WRITTEN EXERCISE A: From the review page, copy the passage starting at "The collective format" and ending at "Question (Vol II)".
WRITTEN EXERCISE B: According to the review page, why does the collective format suit Before They Were Titans? Answer in one to three sentences.
WRITTEN EXERCISE C: On the review page, who edited Answering a Question with a Question (Vol. II)?

____ DOCUMENT SEGMENT

Posts tagged Review
Review: Before They Were Titans: Essays on the Early Works of Dostoevsky and Tolstoy

Before They Were Titans: Essays on the Early Works of Dostoevsky and Tolstoy edited with an introduction by Elizabeth Cheresh Allen was reviewed in Slavic and East European Journal vol 60.2 (Summer 2016)

The collective format works well for Before They Were Titans, allowing for the inclusion of disparate critical voices and approaches. The essays’ diversity in this regard is a strength of the volume and the resulting collection is a pleasure to read ... Thoughtfully selected, arranged and composed, these fresh readings of texrs showcase the vibrant experimentation and impressive literary scope of the young Dostoevsky and Tolstoy on their own terms. This early period of each writer’s oeuvre is often critically neglected, and Before They Were Titans comes as a welcome entry in both Dostoevsky and Tolstoy scholarship.
— Katherine Bowers, University of British Columbia, Slavic and East European Journal vol 60.2 (Summer 2016)
Review: Answering a Question with a Question (Vol II)

Answering a Question with a Question: Contemporary Psychoanalysis and Jewish Thought (Vol. II) A Tradition of Inquiry edited by Lewis Aron & Libby Henik was reviewed in AJL Reviews, Volume VI. No. 1 (February/March 2016). Reviewer Daniel D. Stuhlman writes:

Answering a Question with a Question is for those who want to understand the covered topics from a psychoanalytic perspective. It is recommended for academic collections and other collections with readers interested in the confluence of Jewish sources and psychology.”

________
____ DATA RECORDS

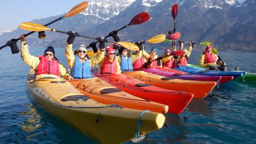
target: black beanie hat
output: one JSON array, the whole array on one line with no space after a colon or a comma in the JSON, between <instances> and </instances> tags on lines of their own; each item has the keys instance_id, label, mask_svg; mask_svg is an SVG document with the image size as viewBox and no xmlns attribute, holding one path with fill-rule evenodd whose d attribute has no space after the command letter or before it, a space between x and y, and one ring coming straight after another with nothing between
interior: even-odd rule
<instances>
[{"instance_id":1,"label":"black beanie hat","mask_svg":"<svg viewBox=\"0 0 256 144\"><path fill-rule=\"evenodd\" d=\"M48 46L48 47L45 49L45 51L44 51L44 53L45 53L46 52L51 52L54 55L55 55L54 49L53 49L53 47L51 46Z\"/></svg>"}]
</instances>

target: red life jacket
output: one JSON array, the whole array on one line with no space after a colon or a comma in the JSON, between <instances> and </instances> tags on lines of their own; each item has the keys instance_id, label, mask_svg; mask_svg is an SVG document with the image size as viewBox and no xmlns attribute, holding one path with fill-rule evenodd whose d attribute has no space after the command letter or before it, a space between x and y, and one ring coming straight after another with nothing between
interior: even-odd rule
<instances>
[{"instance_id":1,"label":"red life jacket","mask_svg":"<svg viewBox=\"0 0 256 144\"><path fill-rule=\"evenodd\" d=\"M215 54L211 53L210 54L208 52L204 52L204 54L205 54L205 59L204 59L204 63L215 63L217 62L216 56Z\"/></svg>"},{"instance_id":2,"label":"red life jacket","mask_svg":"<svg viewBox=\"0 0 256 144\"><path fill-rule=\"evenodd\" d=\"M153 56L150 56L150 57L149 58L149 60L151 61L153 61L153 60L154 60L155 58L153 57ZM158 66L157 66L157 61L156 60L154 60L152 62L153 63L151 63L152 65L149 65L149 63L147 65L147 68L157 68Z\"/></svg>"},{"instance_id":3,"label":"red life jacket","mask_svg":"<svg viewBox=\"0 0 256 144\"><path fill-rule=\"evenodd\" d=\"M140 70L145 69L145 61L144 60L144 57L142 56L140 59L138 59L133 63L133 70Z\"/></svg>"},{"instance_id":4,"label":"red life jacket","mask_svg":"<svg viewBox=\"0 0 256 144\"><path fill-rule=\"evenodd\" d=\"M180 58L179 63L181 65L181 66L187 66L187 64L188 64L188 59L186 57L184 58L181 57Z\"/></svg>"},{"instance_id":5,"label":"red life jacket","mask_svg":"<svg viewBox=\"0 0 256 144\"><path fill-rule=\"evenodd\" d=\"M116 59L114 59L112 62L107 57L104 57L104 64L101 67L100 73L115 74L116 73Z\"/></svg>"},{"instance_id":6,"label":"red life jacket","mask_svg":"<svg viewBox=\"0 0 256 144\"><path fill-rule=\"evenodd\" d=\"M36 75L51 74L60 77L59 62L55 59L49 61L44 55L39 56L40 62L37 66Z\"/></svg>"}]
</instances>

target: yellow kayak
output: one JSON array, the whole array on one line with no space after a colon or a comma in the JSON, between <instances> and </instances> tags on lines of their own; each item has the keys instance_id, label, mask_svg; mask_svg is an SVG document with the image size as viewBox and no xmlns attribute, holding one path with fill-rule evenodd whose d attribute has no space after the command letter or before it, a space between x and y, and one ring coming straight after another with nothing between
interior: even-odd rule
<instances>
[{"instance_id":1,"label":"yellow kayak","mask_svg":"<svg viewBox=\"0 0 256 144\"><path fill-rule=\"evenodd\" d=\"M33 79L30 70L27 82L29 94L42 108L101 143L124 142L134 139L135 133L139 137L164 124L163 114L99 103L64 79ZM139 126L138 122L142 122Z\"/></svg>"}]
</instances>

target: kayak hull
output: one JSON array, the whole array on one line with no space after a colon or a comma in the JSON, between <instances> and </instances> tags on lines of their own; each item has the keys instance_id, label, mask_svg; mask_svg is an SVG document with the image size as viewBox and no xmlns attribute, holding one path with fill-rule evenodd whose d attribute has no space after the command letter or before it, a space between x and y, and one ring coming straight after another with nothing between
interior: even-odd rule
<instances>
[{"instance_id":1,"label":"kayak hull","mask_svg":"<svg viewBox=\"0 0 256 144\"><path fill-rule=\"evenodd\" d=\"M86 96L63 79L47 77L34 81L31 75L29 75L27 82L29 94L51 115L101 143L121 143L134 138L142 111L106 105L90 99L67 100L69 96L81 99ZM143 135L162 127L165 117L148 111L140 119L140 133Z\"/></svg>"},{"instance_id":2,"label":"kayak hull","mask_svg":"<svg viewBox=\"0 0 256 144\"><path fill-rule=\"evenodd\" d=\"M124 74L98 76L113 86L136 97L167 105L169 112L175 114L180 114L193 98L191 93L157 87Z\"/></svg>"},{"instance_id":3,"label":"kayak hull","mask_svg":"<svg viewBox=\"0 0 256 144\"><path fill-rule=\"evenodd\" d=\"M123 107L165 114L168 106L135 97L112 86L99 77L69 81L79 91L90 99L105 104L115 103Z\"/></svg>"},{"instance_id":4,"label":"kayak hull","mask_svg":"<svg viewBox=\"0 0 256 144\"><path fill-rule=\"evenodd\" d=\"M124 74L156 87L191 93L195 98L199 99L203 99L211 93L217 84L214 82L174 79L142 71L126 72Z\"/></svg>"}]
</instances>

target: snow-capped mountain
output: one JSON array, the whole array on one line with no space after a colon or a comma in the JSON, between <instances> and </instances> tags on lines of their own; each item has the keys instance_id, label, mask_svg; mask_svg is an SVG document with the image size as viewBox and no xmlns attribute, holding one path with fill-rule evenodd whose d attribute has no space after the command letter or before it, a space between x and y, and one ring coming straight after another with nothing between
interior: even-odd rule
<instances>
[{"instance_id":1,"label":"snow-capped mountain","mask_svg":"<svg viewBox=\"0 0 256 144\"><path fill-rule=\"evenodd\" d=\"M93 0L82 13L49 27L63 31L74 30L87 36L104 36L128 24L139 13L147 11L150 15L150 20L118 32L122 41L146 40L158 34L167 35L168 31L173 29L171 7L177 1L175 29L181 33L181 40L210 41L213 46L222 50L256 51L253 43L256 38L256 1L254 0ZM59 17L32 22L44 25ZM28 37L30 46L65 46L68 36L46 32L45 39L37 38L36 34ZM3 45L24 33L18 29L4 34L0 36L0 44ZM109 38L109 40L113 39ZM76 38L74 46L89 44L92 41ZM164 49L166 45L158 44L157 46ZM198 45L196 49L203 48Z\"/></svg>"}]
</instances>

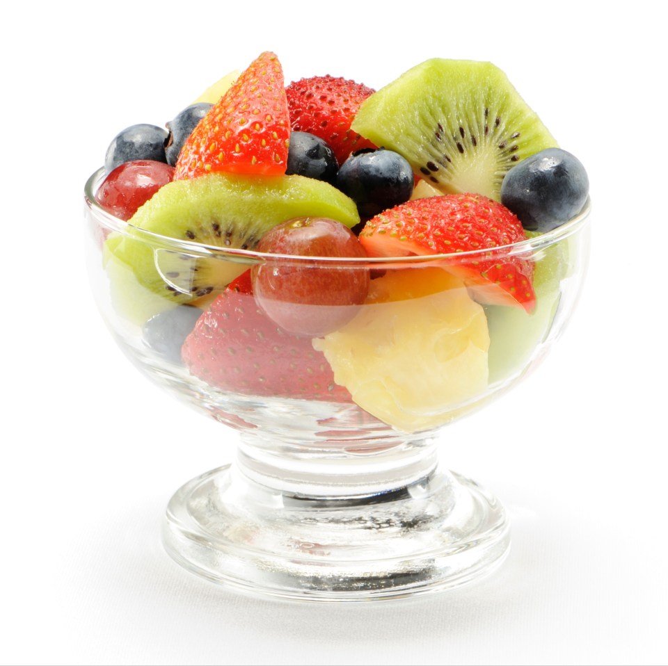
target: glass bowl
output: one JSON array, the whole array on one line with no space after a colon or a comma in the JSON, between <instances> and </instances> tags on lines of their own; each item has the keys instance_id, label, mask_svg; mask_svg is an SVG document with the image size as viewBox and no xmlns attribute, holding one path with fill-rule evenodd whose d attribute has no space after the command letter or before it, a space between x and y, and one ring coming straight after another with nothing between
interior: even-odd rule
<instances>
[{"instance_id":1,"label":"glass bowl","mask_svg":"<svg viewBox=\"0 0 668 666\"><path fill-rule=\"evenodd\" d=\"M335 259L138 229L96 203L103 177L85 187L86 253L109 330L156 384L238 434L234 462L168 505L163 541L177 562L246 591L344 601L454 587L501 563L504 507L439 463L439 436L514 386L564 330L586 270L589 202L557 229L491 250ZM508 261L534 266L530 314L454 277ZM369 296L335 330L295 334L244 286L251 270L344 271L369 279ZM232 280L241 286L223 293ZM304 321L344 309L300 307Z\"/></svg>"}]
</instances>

________

TASK RESULT A:
The collective format works well for Before They Were Titans, allowing for the inclusion of disparate critical voices and approaches. The essays’ diversity in this regard is a strength of the volume and the resulting collection is a pleasure to read ... Thoughtfully selected, arranged and composed, these fresh readings of texrs showcase the vibrant experimentation and impressive literary scope of the young Dostoevsky and Tolstoy on their own terms. This early period of each writer’s oeuvre is often critically neglected, and Before They Were Titans comes as a welcome entry in both Dostoevsky and Tolstoy scholarship.
— Katherine Bowers, University of British Columbia, Slavic and East European Journal vol 60.2 (Summer 2016)
Review: Answering a Question with a Question (Vol II)

TASK RESULT B: The collective format works well because it allows the volume to include disparate critical voices and approaches. The reviewer calls this diversity a strength of the volume.

TASK RESULT C: Lewis Aron and Libby Henik.